---------- DATA SUPPLIED

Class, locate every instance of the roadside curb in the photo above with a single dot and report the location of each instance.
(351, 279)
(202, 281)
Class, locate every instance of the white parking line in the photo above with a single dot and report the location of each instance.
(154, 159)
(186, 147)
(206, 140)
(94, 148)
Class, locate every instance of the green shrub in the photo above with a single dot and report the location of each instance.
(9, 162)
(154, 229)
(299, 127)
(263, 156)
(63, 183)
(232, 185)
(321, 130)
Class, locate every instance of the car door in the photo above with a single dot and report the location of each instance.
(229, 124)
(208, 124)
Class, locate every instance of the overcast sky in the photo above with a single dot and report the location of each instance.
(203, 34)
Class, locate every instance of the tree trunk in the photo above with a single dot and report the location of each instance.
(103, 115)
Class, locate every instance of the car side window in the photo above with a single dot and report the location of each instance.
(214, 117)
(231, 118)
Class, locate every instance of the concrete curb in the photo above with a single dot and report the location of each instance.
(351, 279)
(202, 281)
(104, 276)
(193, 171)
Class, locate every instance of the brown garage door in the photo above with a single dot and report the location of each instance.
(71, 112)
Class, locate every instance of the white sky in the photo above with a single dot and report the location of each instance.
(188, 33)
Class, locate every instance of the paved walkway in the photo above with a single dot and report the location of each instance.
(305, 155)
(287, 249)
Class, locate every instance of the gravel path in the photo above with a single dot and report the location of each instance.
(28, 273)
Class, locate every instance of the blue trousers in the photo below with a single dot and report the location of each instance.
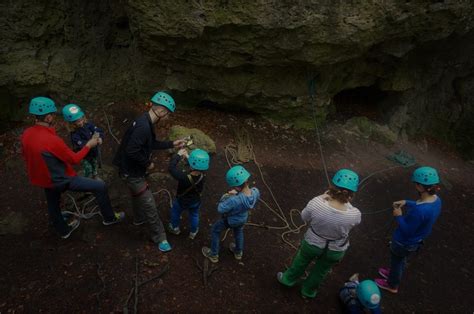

--------------------

◆ WHAT NEEDS TO BE DONE:
Copy out all of the records above word for word, omitting the pictures.

◆ WORKED SOLUTION:
Class, locate every instance of the roadside curb in the photo above with a single dot and report the location of each instance.
(351, 279)
(202, 281)
Class, locate every instance of the white parking line in the photo above with a single dot and report the location of each instance.
(154, 159)
(186, 147)
(206, 140)
(94, 148)
Class, locate every instance of the green shrub in the photo above with a single dot and report the location of each instance.
(9, 162)
(154, 229)
(299, 127)
(263, 156)
(63, 183)
(232, 185)
(321, 130)
Class, locate every instance of the car door in the photo above with a single dot and report the location of each instance.
(229, 124)
(208, 124)
Class, locate every instance of the overcast sky in the photo above with a single dot and report the location of each instance.
(203, 34)
Class, locate every instance of the tree trunk in the photo above with a single dot and report the location of each instance.
(103, 115)
Class, locate every instance of the car side window in the photo above with a single dot and report the location of each instance.
(214, 117)
(231, 118)
Class, locate every instance of the concrete curb in the photo above with a single dot and report the location of each instance.
(351, 279)
(202, 281)
(104, 276)
(193, 171)
Class, locate every instance of the brown garage door in the photo above with a single dot and report the location of each instance.
(71, 112)
Class, locate every instance of the white sky in the photo above with a single dot and report the location of each instance.
(188, 33)
Class, locate every instance of the paved walkway in the photo above with a single dot and report the location of each instance.
(305, 155)
(287, 249)
Class, locate every instance of the gravel path in the photo above with a single dot and report the location of each instance.
(28, 273)
Class, locate every instance of the blue trousers in the photo below with a single dot and report the location of each instance.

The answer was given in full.